■ WHAT TO DO
Show the lines below that contain the string "light".

■ SUPPLIED ENTRIES
○ ○ ○ ○ ○ ○ ○

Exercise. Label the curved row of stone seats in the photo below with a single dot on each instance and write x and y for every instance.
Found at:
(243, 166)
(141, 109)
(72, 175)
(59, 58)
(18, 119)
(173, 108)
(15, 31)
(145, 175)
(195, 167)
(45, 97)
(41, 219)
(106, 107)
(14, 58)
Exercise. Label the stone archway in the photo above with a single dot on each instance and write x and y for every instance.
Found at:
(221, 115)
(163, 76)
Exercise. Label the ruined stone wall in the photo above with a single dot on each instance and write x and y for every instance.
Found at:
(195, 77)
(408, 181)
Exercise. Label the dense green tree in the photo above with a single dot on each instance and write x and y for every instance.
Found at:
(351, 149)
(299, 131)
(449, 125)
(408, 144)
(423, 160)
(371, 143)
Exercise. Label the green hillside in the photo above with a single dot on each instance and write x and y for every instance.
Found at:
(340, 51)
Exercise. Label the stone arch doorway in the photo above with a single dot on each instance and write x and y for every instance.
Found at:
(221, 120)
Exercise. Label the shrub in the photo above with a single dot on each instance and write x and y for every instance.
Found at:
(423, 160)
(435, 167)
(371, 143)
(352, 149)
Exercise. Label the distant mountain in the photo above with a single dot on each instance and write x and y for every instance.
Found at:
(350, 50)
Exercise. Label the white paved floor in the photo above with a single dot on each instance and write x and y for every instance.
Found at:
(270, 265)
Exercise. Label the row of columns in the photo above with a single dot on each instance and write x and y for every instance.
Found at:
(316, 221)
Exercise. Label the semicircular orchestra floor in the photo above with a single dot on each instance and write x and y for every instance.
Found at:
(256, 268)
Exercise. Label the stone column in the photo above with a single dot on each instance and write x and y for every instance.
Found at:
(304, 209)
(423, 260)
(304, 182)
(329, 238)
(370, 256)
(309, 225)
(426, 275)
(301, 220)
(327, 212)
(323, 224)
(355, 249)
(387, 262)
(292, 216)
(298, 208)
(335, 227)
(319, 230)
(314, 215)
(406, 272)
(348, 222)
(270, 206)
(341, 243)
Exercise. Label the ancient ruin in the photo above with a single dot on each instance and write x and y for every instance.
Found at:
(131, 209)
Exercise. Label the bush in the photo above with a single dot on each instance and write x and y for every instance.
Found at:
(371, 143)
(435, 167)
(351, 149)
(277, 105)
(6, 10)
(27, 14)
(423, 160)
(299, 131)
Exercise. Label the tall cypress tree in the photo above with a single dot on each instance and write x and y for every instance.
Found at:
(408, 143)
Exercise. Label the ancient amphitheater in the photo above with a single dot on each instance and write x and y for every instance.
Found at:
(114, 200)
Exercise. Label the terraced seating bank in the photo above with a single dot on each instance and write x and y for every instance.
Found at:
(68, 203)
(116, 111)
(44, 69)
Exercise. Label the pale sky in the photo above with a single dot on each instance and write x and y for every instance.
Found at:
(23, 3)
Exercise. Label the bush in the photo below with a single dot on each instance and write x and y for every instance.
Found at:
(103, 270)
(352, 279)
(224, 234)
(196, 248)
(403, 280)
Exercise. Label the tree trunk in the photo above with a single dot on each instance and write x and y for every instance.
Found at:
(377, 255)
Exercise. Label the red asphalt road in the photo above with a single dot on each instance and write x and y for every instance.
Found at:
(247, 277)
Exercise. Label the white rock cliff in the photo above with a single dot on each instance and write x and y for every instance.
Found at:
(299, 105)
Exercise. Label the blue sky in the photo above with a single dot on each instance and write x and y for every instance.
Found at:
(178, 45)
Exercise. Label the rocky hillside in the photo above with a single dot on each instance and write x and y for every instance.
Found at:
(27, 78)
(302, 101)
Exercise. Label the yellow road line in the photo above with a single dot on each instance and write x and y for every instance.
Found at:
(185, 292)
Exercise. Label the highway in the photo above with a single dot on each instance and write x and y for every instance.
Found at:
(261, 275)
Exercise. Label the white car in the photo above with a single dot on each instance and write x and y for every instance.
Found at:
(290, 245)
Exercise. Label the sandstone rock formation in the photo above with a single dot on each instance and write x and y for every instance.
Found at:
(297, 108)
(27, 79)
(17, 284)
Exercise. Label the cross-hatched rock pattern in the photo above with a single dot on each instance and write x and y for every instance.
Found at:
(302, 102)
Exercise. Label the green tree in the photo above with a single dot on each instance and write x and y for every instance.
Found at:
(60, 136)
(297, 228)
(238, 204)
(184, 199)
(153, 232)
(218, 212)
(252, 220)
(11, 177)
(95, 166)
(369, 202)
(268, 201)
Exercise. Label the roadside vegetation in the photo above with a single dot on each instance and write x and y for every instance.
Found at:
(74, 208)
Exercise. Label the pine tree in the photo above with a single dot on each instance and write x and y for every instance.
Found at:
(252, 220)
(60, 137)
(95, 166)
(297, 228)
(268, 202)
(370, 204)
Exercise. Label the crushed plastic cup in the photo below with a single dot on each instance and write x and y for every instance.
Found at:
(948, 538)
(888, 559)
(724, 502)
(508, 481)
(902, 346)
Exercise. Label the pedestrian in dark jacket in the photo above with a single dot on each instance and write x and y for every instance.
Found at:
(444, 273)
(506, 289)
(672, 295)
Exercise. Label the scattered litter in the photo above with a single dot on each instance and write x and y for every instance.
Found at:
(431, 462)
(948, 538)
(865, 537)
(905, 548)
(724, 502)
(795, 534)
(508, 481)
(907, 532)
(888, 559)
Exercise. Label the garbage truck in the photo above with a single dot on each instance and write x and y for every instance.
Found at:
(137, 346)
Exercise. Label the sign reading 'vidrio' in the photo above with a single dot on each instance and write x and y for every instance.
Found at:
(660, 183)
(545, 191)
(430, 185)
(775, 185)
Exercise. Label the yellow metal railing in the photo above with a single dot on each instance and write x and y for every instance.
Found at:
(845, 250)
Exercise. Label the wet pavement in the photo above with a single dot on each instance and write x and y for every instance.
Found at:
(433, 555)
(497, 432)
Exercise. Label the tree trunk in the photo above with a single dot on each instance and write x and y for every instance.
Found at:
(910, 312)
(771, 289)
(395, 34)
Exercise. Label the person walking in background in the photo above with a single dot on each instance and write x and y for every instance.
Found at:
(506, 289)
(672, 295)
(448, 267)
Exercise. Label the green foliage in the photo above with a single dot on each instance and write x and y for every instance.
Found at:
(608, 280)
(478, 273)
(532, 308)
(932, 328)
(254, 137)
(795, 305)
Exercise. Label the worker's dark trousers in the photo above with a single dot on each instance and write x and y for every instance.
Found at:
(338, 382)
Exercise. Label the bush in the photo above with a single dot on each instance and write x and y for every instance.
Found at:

○ ○ ○ ○ ○ ○ ○

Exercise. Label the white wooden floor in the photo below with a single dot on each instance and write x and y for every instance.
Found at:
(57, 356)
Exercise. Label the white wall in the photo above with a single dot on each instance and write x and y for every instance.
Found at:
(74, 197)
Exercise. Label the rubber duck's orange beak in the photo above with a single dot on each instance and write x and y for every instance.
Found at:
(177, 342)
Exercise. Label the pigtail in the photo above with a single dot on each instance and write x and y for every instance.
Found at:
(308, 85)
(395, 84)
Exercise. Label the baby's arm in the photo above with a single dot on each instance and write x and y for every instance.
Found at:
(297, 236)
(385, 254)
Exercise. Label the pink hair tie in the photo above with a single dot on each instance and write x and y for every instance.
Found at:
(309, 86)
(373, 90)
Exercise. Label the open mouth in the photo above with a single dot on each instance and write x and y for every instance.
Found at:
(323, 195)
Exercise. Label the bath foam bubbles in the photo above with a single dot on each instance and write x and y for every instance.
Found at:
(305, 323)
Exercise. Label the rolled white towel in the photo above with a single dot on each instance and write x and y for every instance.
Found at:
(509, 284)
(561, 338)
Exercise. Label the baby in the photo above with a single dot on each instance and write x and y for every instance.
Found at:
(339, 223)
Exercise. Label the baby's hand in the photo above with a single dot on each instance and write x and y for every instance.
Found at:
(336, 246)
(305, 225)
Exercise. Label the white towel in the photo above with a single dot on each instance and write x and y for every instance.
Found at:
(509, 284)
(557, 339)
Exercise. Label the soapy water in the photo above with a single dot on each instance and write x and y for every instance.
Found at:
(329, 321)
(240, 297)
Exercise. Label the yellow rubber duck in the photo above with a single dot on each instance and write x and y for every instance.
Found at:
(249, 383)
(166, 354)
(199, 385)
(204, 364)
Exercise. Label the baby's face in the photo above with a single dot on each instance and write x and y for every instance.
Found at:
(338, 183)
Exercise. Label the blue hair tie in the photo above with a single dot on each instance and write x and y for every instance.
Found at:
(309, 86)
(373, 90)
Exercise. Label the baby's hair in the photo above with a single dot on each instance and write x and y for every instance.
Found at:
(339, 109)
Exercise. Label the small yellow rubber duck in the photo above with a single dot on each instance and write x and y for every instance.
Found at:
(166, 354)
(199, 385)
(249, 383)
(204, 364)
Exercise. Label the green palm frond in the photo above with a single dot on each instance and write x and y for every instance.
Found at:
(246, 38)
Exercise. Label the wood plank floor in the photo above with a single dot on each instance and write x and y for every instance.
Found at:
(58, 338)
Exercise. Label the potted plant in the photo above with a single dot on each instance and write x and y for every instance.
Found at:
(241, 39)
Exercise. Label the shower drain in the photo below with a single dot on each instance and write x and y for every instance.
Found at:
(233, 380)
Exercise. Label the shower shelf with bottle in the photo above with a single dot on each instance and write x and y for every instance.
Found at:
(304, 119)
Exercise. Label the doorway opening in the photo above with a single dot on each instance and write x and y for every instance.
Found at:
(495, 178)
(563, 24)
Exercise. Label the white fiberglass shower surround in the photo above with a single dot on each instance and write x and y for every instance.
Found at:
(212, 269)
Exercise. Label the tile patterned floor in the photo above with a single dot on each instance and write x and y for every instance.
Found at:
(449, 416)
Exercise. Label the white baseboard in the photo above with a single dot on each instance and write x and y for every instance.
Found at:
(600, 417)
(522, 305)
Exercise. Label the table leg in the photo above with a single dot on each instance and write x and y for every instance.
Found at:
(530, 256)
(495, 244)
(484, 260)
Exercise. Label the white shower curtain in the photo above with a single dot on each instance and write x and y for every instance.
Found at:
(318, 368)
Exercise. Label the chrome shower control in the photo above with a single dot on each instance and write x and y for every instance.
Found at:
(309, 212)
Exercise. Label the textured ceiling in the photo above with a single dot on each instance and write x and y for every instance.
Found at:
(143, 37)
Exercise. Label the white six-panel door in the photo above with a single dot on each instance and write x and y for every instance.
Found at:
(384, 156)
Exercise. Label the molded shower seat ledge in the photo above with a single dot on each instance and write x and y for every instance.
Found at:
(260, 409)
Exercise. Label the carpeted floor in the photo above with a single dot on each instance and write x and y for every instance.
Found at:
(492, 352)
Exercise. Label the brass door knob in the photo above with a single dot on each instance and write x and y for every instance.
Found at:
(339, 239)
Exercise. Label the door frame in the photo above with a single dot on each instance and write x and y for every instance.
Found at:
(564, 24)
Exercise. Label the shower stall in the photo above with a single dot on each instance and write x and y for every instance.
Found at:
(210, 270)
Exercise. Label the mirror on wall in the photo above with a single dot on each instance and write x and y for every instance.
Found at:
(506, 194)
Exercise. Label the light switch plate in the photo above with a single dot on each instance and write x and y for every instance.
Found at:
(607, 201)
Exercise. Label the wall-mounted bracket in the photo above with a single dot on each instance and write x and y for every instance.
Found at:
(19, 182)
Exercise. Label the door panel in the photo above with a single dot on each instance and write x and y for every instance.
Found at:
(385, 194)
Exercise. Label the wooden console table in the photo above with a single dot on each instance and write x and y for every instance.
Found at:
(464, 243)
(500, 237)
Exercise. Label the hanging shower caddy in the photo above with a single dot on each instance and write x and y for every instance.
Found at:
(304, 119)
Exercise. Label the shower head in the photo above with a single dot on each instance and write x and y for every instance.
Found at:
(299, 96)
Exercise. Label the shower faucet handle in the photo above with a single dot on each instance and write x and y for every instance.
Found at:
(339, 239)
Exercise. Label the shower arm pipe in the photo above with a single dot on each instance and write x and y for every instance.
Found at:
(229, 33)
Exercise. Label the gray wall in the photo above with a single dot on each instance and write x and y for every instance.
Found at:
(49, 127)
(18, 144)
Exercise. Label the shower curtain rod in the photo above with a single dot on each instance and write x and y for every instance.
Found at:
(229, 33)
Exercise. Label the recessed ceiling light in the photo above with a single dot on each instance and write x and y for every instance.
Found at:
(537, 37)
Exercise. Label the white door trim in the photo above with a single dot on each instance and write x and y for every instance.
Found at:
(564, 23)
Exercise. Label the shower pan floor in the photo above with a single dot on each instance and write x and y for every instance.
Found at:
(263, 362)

○ ○ ○ ○ ○ ○ ○

■ EXPECTED OUTPUT
Exercise. Label the light switch plate in the photo above with a single dot on each instance and write x and y for every instance.
Exercise. Label the recessed ceiling light in the photo above with a single dot on each instance and write x and y for every instance.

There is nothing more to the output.